§ **STUDY TEXT**:
• • • • •
CHARLESTON, SC (WCSC) -
Authorities with Charleston Waterkeeper reported on Friday afternoon that 11 waterways have high levels of fecal bacteria.
The organization said swimming is not recommended in the following areas:
- Lower Ashley
- Battery Beach
- Demetre Park
- Lower Hobcaw Creek
- James Island Creek
- Near Patriots Point
- Shem Creek
- Wappoo Cut
The organization also released a specific site list of the areas affected.
- Ashley River 1 (Charleston Community Sailing)
- Ashley River 2 (Brittlebank Park)
- Charleston Harbor 1 (Melton Peter Demetre Park)
- Charleston Harbor 2 (CoFC Sailing)
- James Island Creek 1
- James Island Creek 2
- Shem Creek 1 (Shem Creek Park Public Dock)
- Shem Creek 2 (Mill St. Public Boat Landing)
- Shem Creek 3
- Hobcaw Creek 1
- Wapoo Cut 1
"It’s not all bad though, new SC DHEC beach data for Folly, Sullivan’s, and IOP look good!," CW officials said.
• • • • •
§ **TRY IT**: Reproduce the part of the waterway report that begins with the words containing "The organization said" and ends with "2 (Brittlebank Park)".
• • • • •
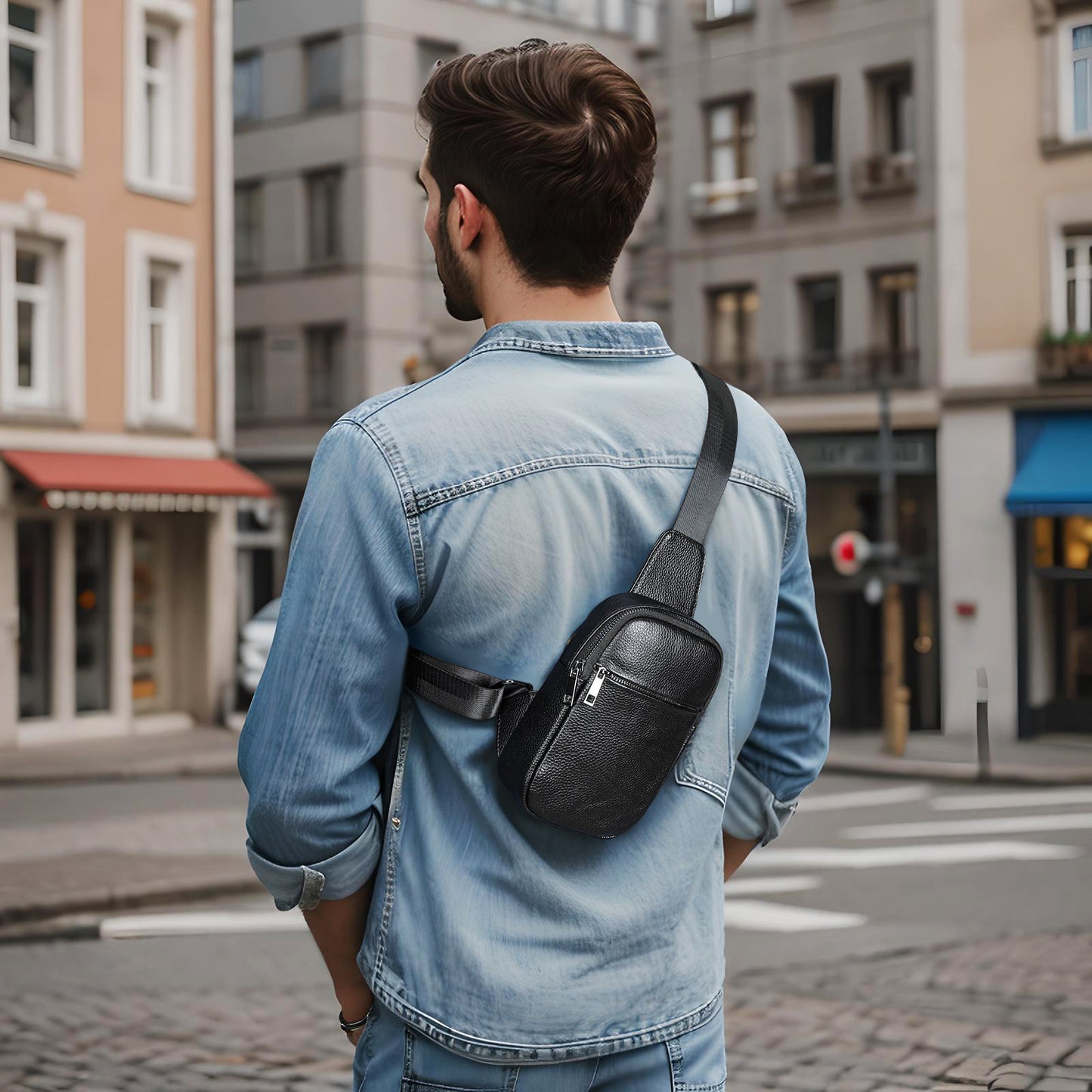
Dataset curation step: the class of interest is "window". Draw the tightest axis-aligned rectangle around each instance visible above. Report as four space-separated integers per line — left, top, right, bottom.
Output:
711 284 759 363
1070 23 1092 135
17 520 54 716
125 231 194 428
0 0 82 162
307 326 345 414
307 169 342 265
869 68 914 155
873 270 917 357
235 182 262 272
796 81 835 166
235 331 262 417
800 277 840 378
705 97 754 182
0 204 84 419
125 0 194 201
705 0 754 22
1065 231 1092 334
417 40 459 88
231 52 262 122
304 37 341 110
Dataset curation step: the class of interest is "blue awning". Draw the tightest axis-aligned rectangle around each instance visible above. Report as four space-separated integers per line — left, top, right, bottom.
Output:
1004 412 1092 515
• • • • •
§ **EXERCISE OUTPUT**:
The organization said swimming is not recommended in the following areas:
- Lower Ashley
- Battery Beach
- Demetre Park
- Lower Hobcaw Creek
- James Island Creek
- Near Patriots Point
- Shem Creek
- Wappoo Cut
The organization also released a specific site list of the areas affected.
- Ashley River 1 (Charleston Community Sailing)
- Ashley River 2 (Brittlebank Park)